Requirement:
Please give the lines below as a JSON list of strings, one string per line, with blank lines left out.
----- Entries -----
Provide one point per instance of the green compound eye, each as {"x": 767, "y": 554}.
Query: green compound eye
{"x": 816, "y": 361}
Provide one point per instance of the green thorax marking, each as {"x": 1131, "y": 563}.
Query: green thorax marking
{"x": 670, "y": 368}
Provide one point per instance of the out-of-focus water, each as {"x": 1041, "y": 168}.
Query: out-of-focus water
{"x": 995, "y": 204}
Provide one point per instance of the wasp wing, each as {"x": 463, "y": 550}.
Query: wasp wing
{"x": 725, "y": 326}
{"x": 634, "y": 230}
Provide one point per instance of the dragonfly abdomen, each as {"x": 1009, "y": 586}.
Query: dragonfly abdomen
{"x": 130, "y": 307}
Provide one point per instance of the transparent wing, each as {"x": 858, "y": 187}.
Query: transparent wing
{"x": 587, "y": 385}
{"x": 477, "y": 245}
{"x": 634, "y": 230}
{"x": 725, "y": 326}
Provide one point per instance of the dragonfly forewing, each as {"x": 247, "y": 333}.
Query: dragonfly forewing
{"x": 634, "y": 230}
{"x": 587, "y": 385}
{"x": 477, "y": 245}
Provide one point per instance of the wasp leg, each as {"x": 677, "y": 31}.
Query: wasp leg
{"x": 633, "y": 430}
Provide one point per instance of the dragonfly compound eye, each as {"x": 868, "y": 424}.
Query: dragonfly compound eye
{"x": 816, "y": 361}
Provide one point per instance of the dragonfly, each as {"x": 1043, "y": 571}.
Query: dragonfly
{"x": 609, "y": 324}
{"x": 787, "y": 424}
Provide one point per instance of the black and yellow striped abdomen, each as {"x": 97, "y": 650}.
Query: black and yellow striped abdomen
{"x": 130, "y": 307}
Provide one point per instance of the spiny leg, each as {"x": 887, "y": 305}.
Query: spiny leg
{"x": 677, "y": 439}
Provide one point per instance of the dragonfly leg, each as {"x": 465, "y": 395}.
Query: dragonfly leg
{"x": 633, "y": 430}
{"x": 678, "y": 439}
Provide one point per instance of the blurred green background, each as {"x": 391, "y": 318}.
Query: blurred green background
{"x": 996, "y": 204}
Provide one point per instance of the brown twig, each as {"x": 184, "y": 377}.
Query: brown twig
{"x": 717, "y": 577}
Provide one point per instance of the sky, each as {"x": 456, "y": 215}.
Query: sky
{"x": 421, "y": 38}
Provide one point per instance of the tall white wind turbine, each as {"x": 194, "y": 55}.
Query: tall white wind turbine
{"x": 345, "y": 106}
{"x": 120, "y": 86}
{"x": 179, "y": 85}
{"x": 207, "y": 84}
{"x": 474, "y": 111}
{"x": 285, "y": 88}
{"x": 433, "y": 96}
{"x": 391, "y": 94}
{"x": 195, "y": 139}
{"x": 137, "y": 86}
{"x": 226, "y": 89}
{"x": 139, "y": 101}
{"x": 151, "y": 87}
-----
Answer for the task:
[
  "Provide one point per instance of the green compound eye, each as {\"x\": 767, \"y\": 554}.",
  "Query: green compound eye",
  "{\"x\": 816, \"y\": 361}",
  "Provide one point per instance of the green thorax marking, each as {\"x\": 1131, \"y\": 563}.",
  "Query: green thorax marking",
  "{\"x\": 670, \"y\": 368}",
  "Provide one point per instance of the out-of-focus water, each as {\"x\": 1041, \"y\": 168}.",
  "Query: out-of-focus water",
  "{\"x\": 995, \"y\": 204}",
  "Provide one point per instance of the wasp wing, each as {\"x\": 463, \"y\": 550}.",
  "Query: wasp wing",
  "{\"x\": 725, \"y\": 326}",
  "{\"x\": 634, \"y\": 230}",
  "Provide one point per instance of the dragonfly abdomen, each as {\"x\": 1009, \"y\": 586}.",
  "Query: dragonfly abdomen",
  "{\"x\": 130, \"y\": 307}",
  "Provide one point per instance of the transparent wing, each as {\"x\": 858, \"y\": 187}.",
  "Query: transparent wing",
  "{\"x\": 587, \"y\": 385}",
  "{\"x\": 477, \"y\": 245}",
  "{\"x\": 634, \"y\": 230}",
  "{\"x\": 725, \"y\": 326}",
  "Provide one point per instance of the dragonfly forewing, each as {\"x\": 247, \"y\": 333}.",
  "Query: dragonfly forewing",
  "{\"x\": 634, \"y\": 230}",
  "{\"x\": 587, \"y\": 385}",
  "{\"x\": 477, \"y\": 245}",
  "Provide one point per instance of the wasp leg, each as {\"x\": 677, \"y\": 31}.",
  "Query: wasp leg",
  "{\"x\": 633, \"y\": 430}",
  "Provide one point per instance of the dragonfly compound eye, each as {\"x\": 868, \"y\": 424}.",
  "Query: dragonfly compound eye",
  "{\"x\": 816, \"y\": 361}",
  "Provide one point per instance of the dragonfly, each as {\"x\": 1043, \"y\": 571}.",
  "Query: dragonfly",
  "{\"x\": 609, \"y\": 324}",
  "{\"x\": 787, \"y\": 424}",
  "Provide one point per instance of the black and yellow striped abdomen, each as {\"x\": 97, \"y\": 650}.",
  "Query: black and yellow striped abdomen",
  "{\"x\": 130, \"y\": 307}",
  "Provide one point per instance of the spiny leg, each as {\"x\": 887, \"y\": 305}.",
  "Query: spiny leg",
  "{\"x\": 677, \"y\": 439}",
  "Provide one point per instance of the dragonfly leg, each as {\"x\": 465, \"y\": 395}.",
  "Query: dragonfly leg",
  "{\"x\": 633, \"y\": 430}",
  "{\"x\": 678, \"y\": 439}",
  "Provide one point per instance of the blurred green background, each as {\"x\": 391, \"y\": 318}.",
  "Query: blurred green background",
  "{\"x\": 996, \"y\": 204}",
  "Provide one point per instance of the brown twig, each as {\"x\": 184, \"y\": 377}.",
  "Query: brown twig",
  "{\"x\": 717, \"y\": 577}",
  "Provide one point per instance of the sky, each as {\"x\": 456, \"y\": 215}.",
  "Query: sky",
  "{\"x\": 421, \"y\": 38}",
  "Provide one point per instance of the tall white wind turbine, each as {\"x\": 194, \"y\": 55}.",
  "Query: tall white wind turbine",
  "{\"x\": 345, \"y\": 106}",
  "{\"x\": 120, \"y\": 86}",
  "{\"x\": 179, \"y\": 85}",
  "{\"x\": 207, \"y\": 84}",
  "{\"x\": 474, \"y\": 111}",
  "{\"x\": 285, \"y\": 88}",
  "{\"x\": 433, \"y\": 96}",
  "{\"x\": 391, \"y\": 94}",
  "{\"x\": 195, \"y\": 139}",
  "{\"x\": 137, \"y\": 86}",
  "{\"x\": 226, \"y\": 89}",
  "{\"x\": 139, \"y\": 101}",
  "{\"x\": 151, \"y\": 87}"
]